● **THE EXERCISE**: Express every line of the listing below as a Markdown table with the columns Row and Line, numbering the rows in order and leaving out blank lines.

● **RECORDS SHOWN**:
┏━━
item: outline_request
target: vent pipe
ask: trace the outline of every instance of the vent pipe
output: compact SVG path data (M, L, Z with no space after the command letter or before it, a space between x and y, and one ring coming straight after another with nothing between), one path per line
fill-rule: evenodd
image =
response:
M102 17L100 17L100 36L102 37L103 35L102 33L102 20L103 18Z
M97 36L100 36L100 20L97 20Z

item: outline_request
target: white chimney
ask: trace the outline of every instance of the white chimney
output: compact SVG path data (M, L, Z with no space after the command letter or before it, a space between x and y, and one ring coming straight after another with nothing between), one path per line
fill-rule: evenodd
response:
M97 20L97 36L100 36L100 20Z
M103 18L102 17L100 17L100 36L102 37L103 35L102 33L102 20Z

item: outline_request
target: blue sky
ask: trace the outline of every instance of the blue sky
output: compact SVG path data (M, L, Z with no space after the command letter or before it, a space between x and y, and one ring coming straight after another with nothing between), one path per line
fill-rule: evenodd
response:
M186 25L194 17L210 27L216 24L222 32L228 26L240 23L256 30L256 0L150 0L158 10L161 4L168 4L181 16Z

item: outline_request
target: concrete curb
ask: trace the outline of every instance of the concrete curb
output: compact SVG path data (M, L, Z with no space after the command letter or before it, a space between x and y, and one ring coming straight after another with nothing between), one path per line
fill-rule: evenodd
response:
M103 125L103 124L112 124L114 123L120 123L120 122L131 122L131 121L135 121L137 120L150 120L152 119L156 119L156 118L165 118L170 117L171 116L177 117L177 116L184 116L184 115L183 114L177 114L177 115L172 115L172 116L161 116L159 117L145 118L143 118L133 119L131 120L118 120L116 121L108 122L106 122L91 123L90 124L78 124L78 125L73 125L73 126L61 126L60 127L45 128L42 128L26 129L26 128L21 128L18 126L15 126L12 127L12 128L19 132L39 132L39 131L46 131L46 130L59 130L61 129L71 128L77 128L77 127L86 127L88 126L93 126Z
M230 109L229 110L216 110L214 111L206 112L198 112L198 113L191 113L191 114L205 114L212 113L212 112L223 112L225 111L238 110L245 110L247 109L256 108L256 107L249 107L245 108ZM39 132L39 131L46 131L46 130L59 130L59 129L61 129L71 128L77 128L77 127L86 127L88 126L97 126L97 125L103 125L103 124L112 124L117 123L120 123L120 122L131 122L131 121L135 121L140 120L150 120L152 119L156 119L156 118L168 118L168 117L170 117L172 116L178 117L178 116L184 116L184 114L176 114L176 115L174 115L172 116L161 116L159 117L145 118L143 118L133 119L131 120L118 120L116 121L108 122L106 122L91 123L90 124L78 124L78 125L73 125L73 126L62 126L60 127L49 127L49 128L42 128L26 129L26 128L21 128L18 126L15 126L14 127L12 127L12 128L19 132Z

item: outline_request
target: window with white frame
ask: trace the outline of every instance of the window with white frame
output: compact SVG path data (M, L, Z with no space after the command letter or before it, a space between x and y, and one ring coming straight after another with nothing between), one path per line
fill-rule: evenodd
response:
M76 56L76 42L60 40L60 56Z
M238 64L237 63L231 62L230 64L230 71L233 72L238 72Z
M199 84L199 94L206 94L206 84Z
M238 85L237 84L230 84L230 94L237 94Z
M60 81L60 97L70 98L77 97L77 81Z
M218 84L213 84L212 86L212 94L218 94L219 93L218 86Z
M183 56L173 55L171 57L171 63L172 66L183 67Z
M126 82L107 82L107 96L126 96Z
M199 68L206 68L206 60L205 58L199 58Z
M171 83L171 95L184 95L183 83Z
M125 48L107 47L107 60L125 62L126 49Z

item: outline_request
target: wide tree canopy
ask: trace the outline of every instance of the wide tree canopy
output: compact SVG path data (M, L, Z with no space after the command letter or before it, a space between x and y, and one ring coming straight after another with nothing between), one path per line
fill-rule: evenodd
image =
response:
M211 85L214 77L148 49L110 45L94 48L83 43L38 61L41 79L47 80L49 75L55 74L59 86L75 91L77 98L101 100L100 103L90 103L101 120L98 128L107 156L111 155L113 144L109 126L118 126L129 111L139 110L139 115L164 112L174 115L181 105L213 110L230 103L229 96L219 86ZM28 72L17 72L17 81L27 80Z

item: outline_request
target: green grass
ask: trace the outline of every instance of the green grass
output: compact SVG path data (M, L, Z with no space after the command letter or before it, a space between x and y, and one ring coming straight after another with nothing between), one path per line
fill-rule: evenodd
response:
┗━━
● **TASK RESULT**:
| Row | Line |
|---|---|
| 1 | item: outline_request |
| 2 | target: vent pipe |
| 3 | ask: trace the outline of every instance of the vent pipe |
| 4 | output: compact SVG path data (M, L, Z with no space after the command letter or before it, a space between x and y, and one ring coming straight after another with nothing between), one path per line |
| 5 | fill-rule: evenodd |
| 6 | image = |
| 7 | response: |
| 8 | M102 17L100 17L100 36L102 37L103 35L102 33L102 20L103 18Z |
| 9 | M97 36L100 36L100 20L97 20Z |
| 10 | item: outline_request |
| 11 | target: white chimney |
| 12 | ask: trace the outline of every instance of the white chimney |
| 13 | output: compact SVG path data (M, L, Z with no space after the command letter or before it, a space between x and y, and one ring coming straight after another with nothing between), one path per line |
| 14 | fill-rule: evenodd |
| 15 | response: |
| 16 | M97 20L97 36L100 36L100 20Z |
| 17 | M103 18L102 17L100 17L100 36L102 37L103 35L102 33L102 20Z |
| 18 | item: outline_request |
| 19 | target: blue sky |
| 20 | ask: trace the outline of every instance of the blue sky |
| 21 | output: compact SVG path data (M, L, Z with no space after the command letter or before it, a space between x and y, and one ring coming straight after another with nothing between), one path per line |
| 22 | fill-rule: evenodd |
| 23 | response: |
| 24 | M186 25L194 17L210 27L216 24L222 32L228 26L240 23L256 30L256 0L150 0L158 10L161 4L168 4L181 16Z |
| 25 | item: outline_request |
| 26 | target: concrete curb |
| 27 | ask: trace the outline of every instance of the concrete curb |
| 28 | output: compact SVG path data (M, L, Z with no space after the command letter or before it, a space between x and y, and one ring coming straight after another with nothing between), one path per line |
| 29 | fill-rule: evenodd |
| 30 | response: |
| 31 | M103 125L103 124L112 124L114 123L120 123L120 122L131 122L131 121L135 121L137 120L150 120L152 119L156 119L156 118L165 118L170 117L171 116L177 117L177 116L184 116L184 115L183 114L177 114L177 115L172 115L172 116L161 116L159 117L145 118L143 118L133 119L131 120L118 120L116 121L108 122L106 122L91 123L90 124L78 124L78 125L73 125L73 126L61 126L60 127L45 128L42 128L26 129L26 128L21 128L18 126L15 126L12 127L12 128L19 132L39 132L39 131L46 131L46 130L59 130L61 129L71 128L77 128L77 127L86 127L88 126L93 126Z |
| 32 | M230 109L229 110L216 110L214 111L206 112L198 112L198 113L191 113L191 114L205 114L212 113L212 112L223 112L225 111L238 110L245 110L247 109L256 108L256 107L249 107L245 108ZM39 132L39 131L46 131L46 130L59 130L59 129L61 129L71 128L77 128L77 127L86 127L88 126L97 126L97 125L103 125L103 124L112 124L117 123L120 123L120 122L131 122L131 121L135 121L140 120L150 120L152 119L156 119L156 118L168 118L168 117L170 117L172 116L178 117L178 116L184 116L184 114L176 114L176 115L174 115L172 116L161 116L159 117L145 118L143 118L133 119L131 120L118 120L116 121L108 122L106 122L91 123L90 124L78 124L78 125L73 125L73 126L62 126L60 127L49 127L49 128L42 128L26 129L26 128L21 128L18 126L15 126L14 127L12 127L12 128L19 132Z |
| 33 | item: outline_request |
| 34 | target: window with white frame |
| 35 | ask: trace the outline of every instance of the window with white frame |
| 36 | output: compact SVG path data (M, L, Z with no space after the command letter or before it, a space between x and y, and one ring coming straight after another with nothing between), one path per line |
| 37 | fill-rule: evenodd |
| 38 | response: |
| 39 | M76 56L76 42L60 40L60 56Z |
| 40 | M238 64L237 63L231 62L230 64L230 71L233 72L238 72Z |
| 41 | M199 84L199 94L206 94L206 84Z |
| 42 | M238 85L237 84L230 84L230 94L237 94Z |
| 43 | M60 81L60 97L70 98L77 97L77 81Z |
| 44 | M218 84L213 84L212 86L212 94L218 94L219 93L218 86Z |
| 45 | M183 56L173 55L171 57L171 63L172 66L183 67Z |
| 46 | M126 82L107 82L107 96L126 96Z |
| 47 | M199 68L206 68L206 60L205 58L199 58Z |
| 48 | M171 83L171 95L184 95L183 83Z |
| 49 | M125 48L107 47L107 60L125 62L126 49Z |
| 50 | item: outline_request |
| 51 | target: wide tree canopy |
| 52 | ask: trace the outline of every instance of the wide tree canopy |
| 53 | output: compact SVG path data (M, L, Z with no space after the command letter or before it, a space between x and y, and one ring coming straight after another with nothing between), one path per line |
| 54 | fill-rule: evenodd |
| 55 | image = |
| 56 | response: |
| 57 | M211 85L214 77L148 49L110 45L94 48L83 43L38 61L41 79L47 80L49 75L55 74L59 86L75 91L77 98L101 100L100 103L90 103L101 120L98 128L107 156L111 155L113 144L109 126L118 126L129 111L139 110L139 115L164 112L174 115L181 105L213 110L230 103L229 96L219 86ZM28 72L17 72L17 81L27 80Z |
| 58 | item: outline_request |
| 59 | target: green grass |
| 60 | ask: trace the outline of every instance of the green grass |
| 61 | output: compact SVG path data (M, L, Z with no space after the command letter or before it, a space between x and y, and one ring coming straight after another with nothing between), one path per line |
| 62 | fill-rule: evenodd |
| 63 | response: |